[Entries from a dataset]
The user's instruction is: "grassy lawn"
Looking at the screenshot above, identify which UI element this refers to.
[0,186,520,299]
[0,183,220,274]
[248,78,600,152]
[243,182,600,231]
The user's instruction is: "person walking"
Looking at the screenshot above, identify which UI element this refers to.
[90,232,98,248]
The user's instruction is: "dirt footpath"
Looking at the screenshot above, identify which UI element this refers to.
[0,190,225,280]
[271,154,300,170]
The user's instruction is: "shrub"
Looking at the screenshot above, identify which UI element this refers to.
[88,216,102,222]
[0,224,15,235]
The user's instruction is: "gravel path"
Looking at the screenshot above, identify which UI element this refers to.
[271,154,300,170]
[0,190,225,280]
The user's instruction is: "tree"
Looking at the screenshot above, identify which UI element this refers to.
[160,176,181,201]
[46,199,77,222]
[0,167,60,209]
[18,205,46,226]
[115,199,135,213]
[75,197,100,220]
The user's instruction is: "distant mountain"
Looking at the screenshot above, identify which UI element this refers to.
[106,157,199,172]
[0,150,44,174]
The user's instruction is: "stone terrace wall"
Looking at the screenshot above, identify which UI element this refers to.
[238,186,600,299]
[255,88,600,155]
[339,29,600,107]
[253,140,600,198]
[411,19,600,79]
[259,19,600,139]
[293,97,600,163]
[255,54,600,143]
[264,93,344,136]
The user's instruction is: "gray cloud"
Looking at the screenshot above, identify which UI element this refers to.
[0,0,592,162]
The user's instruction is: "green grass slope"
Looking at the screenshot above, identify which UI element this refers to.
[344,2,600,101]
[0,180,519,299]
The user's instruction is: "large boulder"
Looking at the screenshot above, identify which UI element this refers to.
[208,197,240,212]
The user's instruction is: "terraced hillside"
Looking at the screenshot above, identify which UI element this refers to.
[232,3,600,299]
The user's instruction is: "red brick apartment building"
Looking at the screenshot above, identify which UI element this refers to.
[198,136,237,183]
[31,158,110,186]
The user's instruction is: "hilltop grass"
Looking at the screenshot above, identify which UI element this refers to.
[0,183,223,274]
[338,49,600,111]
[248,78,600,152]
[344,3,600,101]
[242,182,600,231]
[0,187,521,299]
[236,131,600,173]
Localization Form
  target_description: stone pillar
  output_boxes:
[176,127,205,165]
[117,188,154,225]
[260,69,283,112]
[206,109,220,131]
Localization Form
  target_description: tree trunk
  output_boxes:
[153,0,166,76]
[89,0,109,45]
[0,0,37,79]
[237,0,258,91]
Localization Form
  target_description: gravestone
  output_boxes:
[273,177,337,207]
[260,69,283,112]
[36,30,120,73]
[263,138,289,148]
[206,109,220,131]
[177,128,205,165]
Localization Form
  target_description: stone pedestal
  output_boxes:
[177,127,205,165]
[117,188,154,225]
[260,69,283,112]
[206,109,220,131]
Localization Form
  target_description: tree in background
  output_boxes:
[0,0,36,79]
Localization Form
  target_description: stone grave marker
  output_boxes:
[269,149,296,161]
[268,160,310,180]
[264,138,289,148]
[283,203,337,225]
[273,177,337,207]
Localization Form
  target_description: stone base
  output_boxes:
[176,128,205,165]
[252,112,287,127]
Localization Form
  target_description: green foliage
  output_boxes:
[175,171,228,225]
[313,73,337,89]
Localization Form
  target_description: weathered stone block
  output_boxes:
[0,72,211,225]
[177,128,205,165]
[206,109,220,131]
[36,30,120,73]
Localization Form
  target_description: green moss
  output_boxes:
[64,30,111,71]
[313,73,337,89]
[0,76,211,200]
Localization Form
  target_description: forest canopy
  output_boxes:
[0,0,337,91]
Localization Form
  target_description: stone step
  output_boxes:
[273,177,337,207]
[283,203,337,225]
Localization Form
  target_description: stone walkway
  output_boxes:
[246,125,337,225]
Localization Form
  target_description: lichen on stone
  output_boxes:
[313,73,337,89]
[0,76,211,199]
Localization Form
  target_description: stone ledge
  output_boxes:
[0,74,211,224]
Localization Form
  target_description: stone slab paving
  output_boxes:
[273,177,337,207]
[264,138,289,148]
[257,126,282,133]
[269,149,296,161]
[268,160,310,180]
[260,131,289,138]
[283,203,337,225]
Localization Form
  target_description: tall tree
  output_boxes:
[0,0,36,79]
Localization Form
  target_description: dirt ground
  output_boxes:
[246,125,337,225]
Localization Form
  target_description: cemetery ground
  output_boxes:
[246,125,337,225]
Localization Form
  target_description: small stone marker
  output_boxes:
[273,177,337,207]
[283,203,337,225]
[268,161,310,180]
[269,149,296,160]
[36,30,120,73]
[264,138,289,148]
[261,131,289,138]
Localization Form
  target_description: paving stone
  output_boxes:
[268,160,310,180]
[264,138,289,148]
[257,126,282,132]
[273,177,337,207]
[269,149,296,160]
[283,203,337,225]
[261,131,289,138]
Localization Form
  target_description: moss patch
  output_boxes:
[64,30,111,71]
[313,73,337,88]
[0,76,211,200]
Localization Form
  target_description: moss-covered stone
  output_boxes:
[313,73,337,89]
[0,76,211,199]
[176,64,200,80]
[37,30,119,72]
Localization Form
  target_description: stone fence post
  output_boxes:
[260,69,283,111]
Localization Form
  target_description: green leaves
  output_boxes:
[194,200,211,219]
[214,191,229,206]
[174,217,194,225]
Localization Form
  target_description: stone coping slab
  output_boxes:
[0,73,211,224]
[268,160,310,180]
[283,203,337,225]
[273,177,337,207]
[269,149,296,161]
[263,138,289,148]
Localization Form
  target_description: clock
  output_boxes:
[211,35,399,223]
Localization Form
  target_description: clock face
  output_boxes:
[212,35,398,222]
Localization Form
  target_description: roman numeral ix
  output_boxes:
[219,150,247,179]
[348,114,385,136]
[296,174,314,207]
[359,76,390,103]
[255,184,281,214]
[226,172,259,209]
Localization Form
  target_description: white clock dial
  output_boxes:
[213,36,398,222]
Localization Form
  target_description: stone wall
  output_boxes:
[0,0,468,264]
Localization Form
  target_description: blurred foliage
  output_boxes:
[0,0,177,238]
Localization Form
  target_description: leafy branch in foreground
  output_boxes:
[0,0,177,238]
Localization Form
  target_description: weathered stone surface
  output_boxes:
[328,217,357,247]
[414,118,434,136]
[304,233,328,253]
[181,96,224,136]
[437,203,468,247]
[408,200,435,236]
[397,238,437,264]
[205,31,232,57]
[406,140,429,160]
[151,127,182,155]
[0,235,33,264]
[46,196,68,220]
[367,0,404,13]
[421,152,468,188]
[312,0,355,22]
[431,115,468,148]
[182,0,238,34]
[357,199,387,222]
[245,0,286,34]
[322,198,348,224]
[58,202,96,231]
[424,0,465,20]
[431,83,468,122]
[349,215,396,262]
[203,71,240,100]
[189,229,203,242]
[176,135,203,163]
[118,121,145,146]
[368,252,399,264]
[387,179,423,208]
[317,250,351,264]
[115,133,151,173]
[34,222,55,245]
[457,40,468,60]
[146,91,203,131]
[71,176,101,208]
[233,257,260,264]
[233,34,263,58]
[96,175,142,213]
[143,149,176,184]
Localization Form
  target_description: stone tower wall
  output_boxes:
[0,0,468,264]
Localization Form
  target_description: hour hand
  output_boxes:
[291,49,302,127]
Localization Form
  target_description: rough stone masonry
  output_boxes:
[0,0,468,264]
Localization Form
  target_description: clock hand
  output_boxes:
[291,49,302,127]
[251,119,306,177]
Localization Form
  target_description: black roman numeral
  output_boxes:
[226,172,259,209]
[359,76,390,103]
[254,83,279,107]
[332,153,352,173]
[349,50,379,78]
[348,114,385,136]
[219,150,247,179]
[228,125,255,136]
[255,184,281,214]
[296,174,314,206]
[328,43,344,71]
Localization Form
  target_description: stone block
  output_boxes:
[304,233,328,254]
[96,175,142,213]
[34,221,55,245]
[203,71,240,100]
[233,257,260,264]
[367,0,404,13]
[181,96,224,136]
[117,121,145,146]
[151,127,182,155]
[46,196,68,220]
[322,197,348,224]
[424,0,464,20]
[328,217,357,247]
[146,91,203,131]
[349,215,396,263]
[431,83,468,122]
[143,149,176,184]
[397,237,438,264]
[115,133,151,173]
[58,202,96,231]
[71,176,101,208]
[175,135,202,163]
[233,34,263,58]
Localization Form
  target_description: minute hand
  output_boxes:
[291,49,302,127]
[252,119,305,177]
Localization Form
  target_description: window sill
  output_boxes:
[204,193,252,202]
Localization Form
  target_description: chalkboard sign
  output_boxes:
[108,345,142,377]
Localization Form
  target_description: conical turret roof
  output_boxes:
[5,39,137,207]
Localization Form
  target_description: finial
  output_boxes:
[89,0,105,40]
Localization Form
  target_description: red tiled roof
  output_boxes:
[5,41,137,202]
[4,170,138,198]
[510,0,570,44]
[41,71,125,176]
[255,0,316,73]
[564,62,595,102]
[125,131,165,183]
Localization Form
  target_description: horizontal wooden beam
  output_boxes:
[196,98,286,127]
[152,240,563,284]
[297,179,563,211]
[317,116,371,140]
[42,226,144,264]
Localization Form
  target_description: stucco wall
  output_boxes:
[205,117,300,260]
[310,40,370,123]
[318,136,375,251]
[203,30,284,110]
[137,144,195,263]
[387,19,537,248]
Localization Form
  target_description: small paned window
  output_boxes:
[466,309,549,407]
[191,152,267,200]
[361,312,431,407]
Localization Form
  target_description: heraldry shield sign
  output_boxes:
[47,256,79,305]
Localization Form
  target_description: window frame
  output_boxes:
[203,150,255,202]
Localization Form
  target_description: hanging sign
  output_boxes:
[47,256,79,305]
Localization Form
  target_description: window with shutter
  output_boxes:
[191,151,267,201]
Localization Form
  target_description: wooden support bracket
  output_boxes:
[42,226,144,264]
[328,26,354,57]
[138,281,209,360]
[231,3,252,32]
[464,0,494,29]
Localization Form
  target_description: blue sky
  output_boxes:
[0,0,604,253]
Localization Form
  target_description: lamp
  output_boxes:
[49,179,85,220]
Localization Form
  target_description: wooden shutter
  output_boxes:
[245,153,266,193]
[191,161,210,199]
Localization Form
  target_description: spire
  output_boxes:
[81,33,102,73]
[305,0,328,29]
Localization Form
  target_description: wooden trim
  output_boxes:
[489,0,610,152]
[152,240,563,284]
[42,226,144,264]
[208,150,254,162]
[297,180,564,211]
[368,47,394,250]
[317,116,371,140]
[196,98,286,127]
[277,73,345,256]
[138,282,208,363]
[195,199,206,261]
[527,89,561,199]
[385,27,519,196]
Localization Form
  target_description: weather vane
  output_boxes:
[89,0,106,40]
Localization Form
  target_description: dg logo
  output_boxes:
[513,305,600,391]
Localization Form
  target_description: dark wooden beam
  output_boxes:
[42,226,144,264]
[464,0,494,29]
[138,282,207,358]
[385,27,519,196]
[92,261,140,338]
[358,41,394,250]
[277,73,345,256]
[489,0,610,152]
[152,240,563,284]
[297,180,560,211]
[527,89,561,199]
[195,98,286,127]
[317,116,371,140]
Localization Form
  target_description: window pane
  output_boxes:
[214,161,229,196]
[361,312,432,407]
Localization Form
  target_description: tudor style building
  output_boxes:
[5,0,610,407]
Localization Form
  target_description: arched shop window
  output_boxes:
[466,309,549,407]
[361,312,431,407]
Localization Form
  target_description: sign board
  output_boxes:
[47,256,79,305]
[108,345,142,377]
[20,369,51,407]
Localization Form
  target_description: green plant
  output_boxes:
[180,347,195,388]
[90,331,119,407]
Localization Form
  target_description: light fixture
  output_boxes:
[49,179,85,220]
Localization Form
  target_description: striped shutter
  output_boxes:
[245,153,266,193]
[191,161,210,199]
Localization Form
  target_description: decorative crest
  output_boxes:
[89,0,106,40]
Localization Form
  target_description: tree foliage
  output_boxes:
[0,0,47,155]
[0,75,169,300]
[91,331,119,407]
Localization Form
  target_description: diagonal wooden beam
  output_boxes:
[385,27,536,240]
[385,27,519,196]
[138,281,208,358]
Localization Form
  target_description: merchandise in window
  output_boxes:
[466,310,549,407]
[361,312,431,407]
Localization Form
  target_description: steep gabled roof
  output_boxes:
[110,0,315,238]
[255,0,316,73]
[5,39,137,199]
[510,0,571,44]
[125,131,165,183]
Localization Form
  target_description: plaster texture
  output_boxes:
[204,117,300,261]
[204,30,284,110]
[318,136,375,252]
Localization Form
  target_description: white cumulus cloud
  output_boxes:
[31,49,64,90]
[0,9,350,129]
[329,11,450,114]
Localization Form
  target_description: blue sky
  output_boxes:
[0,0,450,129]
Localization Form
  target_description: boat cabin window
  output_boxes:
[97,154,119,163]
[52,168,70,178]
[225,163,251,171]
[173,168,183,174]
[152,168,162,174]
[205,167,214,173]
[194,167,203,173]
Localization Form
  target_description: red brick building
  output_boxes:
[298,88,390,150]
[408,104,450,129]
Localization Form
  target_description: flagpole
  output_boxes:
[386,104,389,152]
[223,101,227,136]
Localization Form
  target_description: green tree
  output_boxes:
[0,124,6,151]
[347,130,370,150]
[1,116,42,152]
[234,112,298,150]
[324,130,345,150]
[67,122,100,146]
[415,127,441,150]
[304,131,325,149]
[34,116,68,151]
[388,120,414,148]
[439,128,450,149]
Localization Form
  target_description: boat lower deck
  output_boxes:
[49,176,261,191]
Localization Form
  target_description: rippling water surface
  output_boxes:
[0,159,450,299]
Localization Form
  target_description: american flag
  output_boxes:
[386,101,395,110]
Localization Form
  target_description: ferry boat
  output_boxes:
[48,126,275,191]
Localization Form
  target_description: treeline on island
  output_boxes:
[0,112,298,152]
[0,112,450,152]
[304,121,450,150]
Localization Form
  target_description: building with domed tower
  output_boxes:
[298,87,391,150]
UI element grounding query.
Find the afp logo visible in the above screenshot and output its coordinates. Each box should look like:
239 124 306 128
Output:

→ **GIVEN TASK**:
Rewrite the rows from the start through the line containing "[243,182,600,231]", inclusive, with the requests included. Multiply every bounding-box coordinate in the answers by 1.55 and round each to a whole number, with halves rounded up.

→ **TASK RESPONSE**:
The user's instruction is: "grassy lawn"
Looking at the screenshot above, identify which UI element this refers to.
[0,288,806,463]
[0,284,341,425]
[384,121,930,236]
[377,282,930,358]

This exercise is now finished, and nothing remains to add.